» **What you will do**
Write out the material below word for word, leaving out the pictures.
---- Records for this task
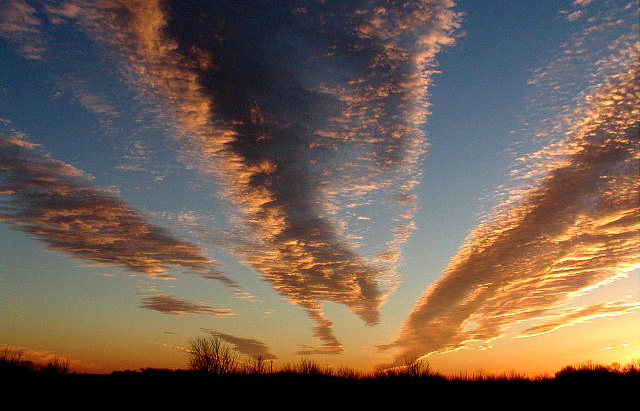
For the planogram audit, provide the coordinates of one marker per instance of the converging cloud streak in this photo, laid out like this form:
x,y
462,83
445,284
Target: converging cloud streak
x,y
575,230
298,108
51,200
249,346
169,304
--------
» **Response to this task**
For the planogram audit, provide the coordinates of one marker per instance of the converging cloud streak in this photo, laid out like this form:
x,y
462,83
445,284
Target: converging cloud streak
x,y
575,230
298,108
51,200
249,346
169,304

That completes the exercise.